TRY IT: Leaving out the images, transcribe every record below exactly.

SOURCE MATERIAL:
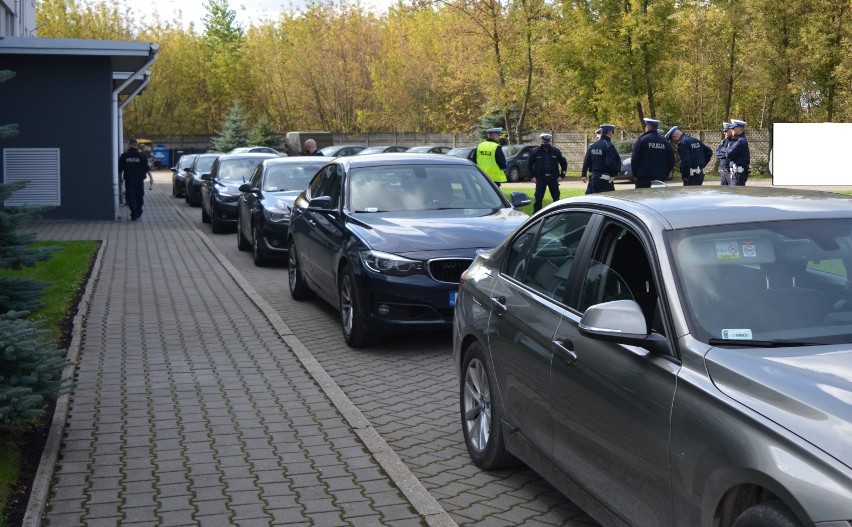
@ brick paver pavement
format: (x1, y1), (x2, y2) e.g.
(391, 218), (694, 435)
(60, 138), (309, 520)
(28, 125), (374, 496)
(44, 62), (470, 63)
(28, 186), (453, 526)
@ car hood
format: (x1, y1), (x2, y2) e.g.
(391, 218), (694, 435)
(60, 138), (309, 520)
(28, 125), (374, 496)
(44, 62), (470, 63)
(216, 180), (243, 193)
(264, 190), (301, 208)
(347, 208), (527, 258)
(706, 346), (852, 468)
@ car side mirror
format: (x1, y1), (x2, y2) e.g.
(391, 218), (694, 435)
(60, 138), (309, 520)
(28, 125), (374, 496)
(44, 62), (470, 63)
(201, 174), (212, 181)
(308, 196), (335, 212)
(579, 300), (669, 355)
(509, 191), (531, 208)
(239, 183), (253, 193)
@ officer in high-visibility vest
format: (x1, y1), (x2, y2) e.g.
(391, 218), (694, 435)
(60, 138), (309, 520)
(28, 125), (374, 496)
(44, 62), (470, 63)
(472, 127), (508, 186)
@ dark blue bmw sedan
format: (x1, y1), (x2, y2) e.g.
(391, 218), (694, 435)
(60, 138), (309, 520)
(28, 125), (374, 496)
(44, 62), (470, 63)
(288, 153), (531, 347)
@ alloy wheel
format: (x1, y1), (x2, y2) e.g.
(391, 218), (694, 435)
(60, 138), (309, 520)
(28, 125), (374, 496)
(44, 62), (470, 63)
(463, 357), (491, 453)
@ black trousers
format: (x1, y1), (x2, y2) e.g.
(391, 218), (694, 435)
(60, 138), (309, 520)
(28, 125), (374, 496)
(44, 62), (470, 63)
(125, 179), (145, 219)
(586, 176), (614, 194)
(533, 176), (560, 212)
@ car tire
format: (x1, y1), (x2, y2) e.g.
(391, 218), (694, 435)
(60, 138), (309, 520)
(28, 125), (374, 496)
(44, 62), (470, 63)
(508, 166), (521, 183)
(184, 188), (190, 203)
(732, 501), (802, 527)
(201, 200), (211, 223)
(251, 225), (270, 265)
(460, 342), (519, 470)
(237, 217), (251, 251)
(339, 264), (371, 348)
(172, 180), (180, 198)
(288, 238), (312, 299)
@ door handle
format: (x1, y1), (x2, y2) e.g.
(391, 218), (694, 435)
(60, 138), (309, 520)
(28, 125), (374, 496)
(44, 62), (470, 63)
(491, 296), (507, 313)
(553, 339), (577, 364)
(308, 219), (317, 226)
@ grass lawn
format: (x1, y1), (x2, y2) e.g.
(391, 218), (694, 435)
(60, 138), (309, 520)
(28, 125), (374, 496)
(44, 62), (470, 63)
(0, 240), (99, 526)
(502, 184), (586, 215)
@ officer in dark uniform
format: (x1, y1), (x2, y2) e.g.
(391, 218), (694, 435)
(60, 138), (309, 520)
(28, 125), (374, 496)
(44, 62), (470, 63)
(528, 133), (568, 212)
(630, 118), (674, 188)
(118, 138), (152, 221)
(725, 119), (750, 186)
(581, 127), (601, 194)
(664, 126), (713, 186)
(583, 124), (621, 194)
(716, 122), (734, 185)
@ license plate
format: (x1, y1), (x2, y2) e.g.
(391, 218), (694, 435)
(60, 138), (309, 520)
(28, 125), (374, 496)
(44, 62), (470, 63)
(449, 291), (457, 308)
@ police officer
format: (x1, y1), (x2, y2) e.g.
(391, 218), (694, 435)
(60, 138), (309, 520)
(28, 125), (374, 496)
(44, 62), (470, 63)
(725, 119), (750, 186)
(583, 124), (621, 194)
(716, 122), (735, 185)
(664, 126), (713, 186)
(631, 118), (674, 188)
(528, 133), (567, 212)
(118, 138), (152, 221)
(473, 127), (507, 186)
(581, 127), (601, 192)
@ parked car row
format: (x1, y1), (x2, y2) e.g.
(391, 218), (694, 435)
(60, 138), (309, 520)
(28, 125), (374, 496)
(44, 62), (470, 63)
(170, 149), (852, 527)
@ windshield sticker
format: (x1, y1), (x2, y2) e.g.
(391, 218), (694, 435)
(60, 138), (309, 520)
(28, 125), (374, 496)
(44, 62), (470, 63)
(721, 329), (753, 340)
(715, 240), (758, 259)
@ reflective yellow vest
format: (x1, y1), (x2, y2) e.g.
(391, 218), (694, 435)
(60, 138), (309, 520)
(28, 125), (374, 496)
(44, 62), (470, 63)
(476, 141), (506, 183)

SOLVED PROBLEM:
@ brick paver pavement
format: (x1, y1), (x2, y2) e.g.
(391, 218), (694, 435)
(60, 138), (309, 520)
(28, 125), (374, 496)
(44, 62), (470, 63)
(28, 186), (453, 526)
@ car hood
format: (x1, y1), (x2, y2) e.g.
(391, 218), (694, 435)
(60, 138), (309, 520)
(28, 125), (374, 496)
(44, 62), (470, 63)
(216, 180), (243, 193)
(264, 190), (301, 208)
(347, 208), (527, 258)
(706, 346), (852, 468)
@ car side mirror
format: (x1, y1), (x2, y2) e.g.
(391, 218), (694, 435)
(60, 138), (309, 520)
(28, 125), (374, 496)
(44, 62), (470, 63)
(201, 174), (212, 181)
(308, 196), (335, 212)
(579, 300), (669, 355)
(509, 191), (531, 208)
(239, 183), (253, 193)
@ officer in high-visibility vest
format: (x1, y1), (x2, y2) e.g.
(391, 218), (694, 435)
(60, 138), (309, 520)
(28, 125), (374, 496)
(44, 62), (470, 63)
(472, 127), (508, 186)
@ dark blue bmw sedan
format: (x1, y1), (x2, y2) e.g.
(391, 218), (694, 435)
(60, 138), (309, 520)
(28, 125), (374, 496)
(44, 62), (470, 63)
(288, 153), (531, 347)
@ alloy wheel
format: (x1, y1), (x2, y2) e.g.
(391, 218), (694, 435)
(60, 138), (309, 520)
(28, 125), (374, 496)
(44, 62), (470, 63)
(463, 357), (491, 453)
@ black trousers
format: (x1, y1), (x2, y2) e.g.
(391, 218), (694, 435)
(60, 138), (309, 520)
(28, 125), (374, 496)
(44, 62), (470, 63)
(125, 179), (145, 219)
(586, 176), (614, 194)
(533, 176), (560, 212)
@ car tire
format: (x1, y1), (x2, y2) e.g.
(391, 218), (694, 435)
(60, 138), (309, 520)
(28, 125), (374, 496)
(44, 62), (470, 63)
(508, 166), (521, 183)
(184, 188), (190, 203)
(732, 501), (802, 527)
(201, 200), (211, 223)
(251, 225), (270, 265)
(460, 342), (519, 470)
(237, 217), (251, 251)
(339, 264), (371, 348)
(172, 180), (180, 198)
(288, 238), (312, 299)
@ door handle
format: (x1, y1), (x2, y2) e.g.
(391, 218), (694, 435)
(60, 138), (309, 520)
(28, 125), (374, 496)
(44, 62), (470, 63)
(491, 296), (507, 313)
(553, 339), (577, 364)
(308, 219), (317, 226)
@ grass lawn
format: (x1, y1), (x2, y2) e.g.
(391, 218), (694, 435)
(60, 138), (309, 520)
(28, 125), (374, 496)
(44, 62), (470, 63)
(0, 240), (99, 526)
(502, 184), (586, 215)
@ officer in dark uniform
format: (x1, y1), (x2, y2) e.g.
(391, 218), (694, 435)
(60, 138), (309, 520)
(28, 125), (374, 496)
(44, 62), (470, 63)
(528, 133), (568, 212)
(630, 118), (674, 188)
(118, 138), (152, 221)
(725, 119), (750, 186)
(581, 127), (601, 194)
(664, 126), (713, 186)
(583, 124), (621, 194)
(716, 122), (734, 185)
@ license plate
format: (x1, y1), (x2, y2) e.g.
(391, 218), (694, 435)
(60, 138), (309, 520)
(28, 125), (374, 496)
(44, 62), (470, 63)
(449, 291), (457, 308)
@ police officer
format: (x1, y1), (x2, y2) e.g.
(391, 218), (694, 435)
(60, 138), (309, 520)
(28, 125), (374, 496)
(44, 62), (470, 63)
(725, 119), (750, 186)
(583, 124), (621, 194)
(716, 122), (735, 185)
(664, 126), (713, 186)
(631, 118), (674, 188)
(528, 133), (567, 212)
(118, 138), (152, 221)
(473, 127), (507, 186)
(581, 127), (601, 192)
@ parked car row
format: (x1, y1), (x2, y2) e.g.
(391, 218), (694, 435)
(60, 138), (309, 520)
(28, 125), (374, 496)
(44, 62), (470, 63)
(170, 149), (852, 527)
@ windshield sticker
format: (x1, y1), (x2, y2) e.g.
(391, 218), (694, 435)
(60, 138), (309, 520)
(28, 125), (374, 496)
(44, 62), (470, 63)
(721, 329), (753, 340)
(715, 240), (758, 259)
@ reflective yellow vest
format: (x1, y1), (x2, y2) e.g.
(391, 218), (694, 435)
(60, 138), (309, 520)
(28, 125), (374, 496)
(44, 62), (470, 63)
(476, 141), (506, 183)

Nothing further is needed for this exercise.